How to complete this task:
Your answer must consist of the records exactly as given, with no pictures included.

Records for processing:
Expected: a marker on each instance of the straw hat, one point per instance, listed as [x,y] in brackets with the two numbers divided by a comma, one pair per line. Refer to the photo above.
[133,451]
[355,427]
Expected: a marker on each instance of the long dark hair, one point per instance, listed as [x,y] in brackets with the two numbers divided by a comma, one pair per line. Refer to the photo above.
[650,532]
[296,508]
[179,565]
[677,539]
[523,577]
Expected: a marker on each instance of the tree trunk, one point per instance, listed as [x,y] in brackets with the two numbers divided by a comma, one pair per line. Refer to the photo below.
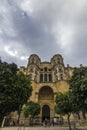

Reply to the task:
Expected: a marker on each instance of the straw hat, one point per instance, listed as [x,y] in brackets with the two numbers divided by a comma, one pair per line. Refer to the photo above.
[133,451]
[355,427]
Expected: a marker on each instance of the long dark hair, one point per instance, listed as [x,y] in brackets with the two numbers divided by a comma, one pair per line. Refer to the photo above.
[650,532]
[296,508]
[179,565]
[677,539]
[523,577]
Expected: a marker on each instance of the tree trunk, one point per instance, listed as [x,y] in brackets with the two numbers divided by a comma, one pair per line. Refer to the photo below.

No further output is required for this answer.